**Work to be completed**
Retype, without alteration, each line from the line containing "of the purple" to the final line of the records.
[[ Dataset content open ]]
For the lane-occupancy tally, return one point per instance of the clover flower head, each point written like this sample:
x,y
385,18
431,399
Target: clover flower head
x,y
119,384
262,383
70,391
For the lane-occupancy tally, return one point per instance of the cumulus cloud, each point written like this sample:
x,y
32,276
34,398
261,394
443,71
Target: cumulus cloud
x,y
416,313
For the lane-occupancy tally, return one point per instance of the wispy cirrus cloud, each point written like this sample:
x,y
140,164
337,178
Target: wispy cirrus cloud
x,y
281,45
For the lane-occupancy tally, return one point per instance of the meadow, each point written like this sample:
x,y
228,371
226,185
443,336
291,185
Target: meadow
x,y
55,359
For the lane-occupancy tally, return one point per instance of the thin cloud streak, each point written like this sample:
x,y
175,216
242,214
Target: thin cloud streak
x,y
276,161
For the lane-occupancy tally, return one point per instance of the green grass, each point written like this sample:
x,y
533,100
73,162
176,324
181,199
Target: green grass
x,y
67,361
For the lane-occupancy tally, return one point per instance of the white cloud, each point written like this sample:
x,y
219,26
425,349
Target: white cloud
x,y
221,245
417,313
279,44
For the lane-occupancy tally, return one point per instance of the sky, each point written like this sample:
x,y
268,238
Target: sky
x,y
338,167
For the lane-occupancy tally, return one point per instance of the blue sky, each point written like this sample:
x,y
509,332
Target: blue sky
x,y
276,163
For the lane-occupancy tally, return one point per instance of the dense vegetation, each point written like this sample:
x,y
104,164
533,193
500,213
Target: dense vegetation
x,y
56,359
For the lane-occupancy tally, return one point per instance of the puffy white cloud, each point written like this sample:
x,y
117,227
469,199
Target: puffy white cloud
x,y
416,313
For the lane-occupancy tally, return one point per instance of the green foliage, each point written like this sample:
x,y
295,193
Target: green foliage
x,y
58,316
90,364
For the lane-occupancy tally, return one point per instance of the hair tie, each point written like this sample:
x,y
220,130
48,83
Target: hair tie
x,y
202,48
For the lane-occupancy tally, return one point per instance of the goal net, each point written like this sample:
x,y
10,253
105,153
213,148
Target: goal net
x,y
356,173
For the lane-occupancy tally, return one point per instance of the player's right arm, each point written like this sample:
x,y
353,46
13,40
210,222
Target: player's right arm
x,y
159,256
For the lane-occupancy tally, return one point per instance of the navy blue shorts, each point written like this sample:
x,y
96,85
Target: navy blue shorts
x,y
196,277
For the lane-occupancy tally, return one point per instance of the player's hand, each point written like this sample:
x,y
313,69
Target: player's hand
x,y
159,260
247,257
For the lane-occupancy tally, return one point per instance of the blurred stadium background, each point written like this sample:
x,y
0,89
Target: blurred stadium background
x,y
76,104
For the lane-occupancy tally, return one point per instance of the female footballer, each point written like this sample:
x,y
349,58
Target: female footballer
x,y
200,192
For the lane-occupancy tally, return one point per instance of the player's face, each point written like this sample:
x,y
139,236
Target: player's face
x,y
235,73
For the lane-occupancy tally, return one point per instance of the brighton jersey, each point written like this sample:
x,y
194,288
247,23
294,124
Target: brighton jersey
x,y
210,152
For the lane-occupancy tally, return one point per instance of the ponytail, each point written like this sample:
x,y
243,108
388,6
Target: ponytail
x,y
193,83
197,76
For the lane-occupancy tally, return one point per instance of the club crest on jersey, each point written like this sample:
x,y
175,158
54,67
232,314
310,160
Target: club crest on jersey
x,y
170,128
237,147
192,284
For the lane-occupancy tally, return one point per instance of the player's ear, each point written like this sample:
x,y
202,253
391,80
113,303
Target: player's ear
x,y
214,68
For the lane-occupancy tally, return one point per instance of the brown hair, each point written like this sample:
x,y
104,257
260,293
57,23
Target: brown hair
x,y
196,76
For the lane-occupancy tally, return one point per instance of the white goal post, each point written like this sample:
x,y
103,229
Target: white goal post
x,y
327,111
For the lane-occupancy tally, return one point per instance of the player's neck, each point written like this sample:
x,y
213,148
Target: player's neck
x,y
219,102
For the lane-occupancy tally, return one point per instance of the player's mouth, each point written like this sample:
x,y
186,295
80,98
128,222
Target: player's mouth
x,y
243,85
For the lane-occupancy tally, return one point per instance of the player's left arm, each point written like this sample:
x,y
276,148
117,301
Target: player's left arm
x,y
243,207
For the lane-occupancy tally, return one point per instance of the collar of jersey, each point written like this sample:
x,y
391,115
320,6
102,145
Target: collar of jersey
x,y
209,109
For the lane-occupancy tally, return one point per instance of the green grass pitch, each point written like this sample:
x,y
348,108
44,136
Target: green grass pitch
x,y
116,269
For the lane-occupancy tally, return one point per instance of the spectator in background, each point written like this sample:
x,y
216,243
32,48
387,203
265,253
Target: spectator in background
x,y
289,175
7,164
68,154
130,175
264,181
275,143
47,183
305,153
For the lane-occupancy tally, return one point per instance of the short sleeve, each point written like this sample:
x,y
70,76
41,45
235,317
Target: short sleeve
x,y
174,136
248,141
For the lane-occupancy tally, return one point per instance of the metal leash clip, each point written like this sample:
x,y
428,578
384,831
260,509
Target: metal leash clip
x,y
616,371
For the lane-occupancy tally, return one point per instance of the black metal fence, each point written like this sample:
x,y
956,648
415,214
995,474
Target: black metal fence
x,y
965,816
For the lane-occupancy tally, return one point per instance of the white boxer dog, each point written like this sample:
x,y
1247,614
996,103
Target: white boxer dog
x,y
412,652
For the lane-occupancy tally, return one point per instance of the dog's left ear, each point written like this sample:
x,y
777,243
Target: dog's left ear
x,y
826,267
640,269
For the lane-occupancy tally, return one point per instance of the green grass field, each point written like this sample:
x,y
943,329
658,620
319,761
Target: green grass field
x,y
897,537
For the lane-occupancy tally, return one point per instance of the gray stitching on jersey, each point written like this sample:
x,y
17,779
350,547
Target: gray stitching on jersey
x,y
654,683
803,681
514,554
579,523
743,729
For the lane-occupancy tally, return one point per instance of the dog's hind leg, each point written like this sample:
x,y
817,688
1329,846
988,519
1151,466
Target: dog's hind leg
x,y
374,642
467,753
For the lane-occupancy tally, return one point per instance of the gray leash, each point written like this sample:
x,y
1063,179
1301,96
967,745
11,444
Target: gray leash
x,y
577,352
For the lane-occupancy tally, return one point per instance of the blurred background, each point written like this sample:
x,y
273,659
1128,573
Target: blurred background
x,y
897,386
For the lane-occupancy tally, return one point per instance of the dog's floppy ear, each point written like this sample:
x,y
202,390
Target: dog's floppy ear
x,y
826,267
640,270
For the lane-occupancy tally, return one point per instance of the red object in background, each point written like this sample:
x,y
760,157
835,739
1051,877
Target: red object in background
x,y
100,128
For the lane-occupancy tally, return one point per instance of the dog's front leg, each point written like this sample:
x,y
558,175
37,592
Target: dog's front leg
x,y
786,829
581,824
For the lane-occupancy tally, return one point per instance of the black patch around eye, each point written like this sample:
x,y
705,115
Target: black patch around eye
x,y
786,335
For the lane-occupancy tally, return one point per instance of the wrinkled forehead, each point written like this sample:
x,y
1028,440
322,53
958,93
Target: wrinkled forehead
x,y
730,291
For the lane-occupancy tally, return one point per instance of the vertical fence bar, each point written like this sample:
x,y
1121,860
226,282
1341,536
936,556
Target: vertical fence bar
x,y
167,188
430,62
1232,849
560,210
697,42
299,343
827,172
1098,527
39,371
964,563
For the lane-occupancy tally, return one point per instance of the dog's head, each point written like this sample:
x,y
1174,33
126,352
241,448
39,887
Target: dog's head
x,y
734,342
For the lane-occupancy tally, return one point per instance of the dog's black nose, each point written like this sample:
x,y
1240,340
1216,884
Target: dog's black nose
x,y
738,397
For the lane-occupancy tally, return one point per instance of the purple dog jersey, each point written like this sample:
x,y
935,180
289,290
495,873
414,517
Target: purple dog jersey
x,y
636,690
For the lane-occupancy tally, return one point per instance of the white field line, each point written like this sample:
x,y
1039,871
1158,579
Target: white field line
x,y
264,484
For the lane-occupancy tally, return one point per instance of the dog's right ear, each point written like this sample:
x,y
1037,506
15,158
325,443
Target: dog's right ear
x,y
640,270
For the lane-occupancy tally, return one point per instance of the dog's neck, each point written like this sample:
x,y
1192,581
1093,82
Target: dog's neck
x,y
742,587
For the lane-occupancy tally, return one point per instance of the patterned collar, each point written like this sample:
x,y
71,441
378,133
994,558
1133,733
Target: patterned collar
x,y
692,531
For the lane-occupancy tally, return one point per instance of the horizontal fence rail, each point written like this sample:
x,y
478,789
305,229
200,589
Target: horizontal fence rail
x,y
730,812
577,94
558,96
[[ Dataset content closed ]]
**Solution to the exercise**
For the lane-occupancy tally, return one point per instance of the purple dog jersey, each point written like this sample:
x,y
935,180
289,290
495,873
414,517
Target: purple dog jersey
x,y
636,690
For the lane-occupancy tally, return one point per instance of the white field line, each point written like this sample:
x,y
1039,871
1158,579
Target: white field line
x,y
264,484
For the lane-occupancy tally, return one point per instance of the dog's right ear, each point written like this sample:
x,y
1037,506
15,158
325,443
Target: dog's right ear
x,y
640,270
For the lane-occupancy tally, return one point per instance of the dog's neck, each point written like this sample:
x,y
1192,581
1093,82
Target: dog's neck
x,y
742,587
For the lane-occupancy tally, return one point per instance of the patterned collar, each point written like this sample:
x,y
71,441
378,133
994,558
1133,733
Target: patterned collar
x,y
692,531
For the lane-occupancy tally, return one point per instance of the horizontal fence rail, each point written like this sample:
x,y
478,789
305,229
200,589
Target: horizontal fence rail
x,y
730,812
577,94
558,96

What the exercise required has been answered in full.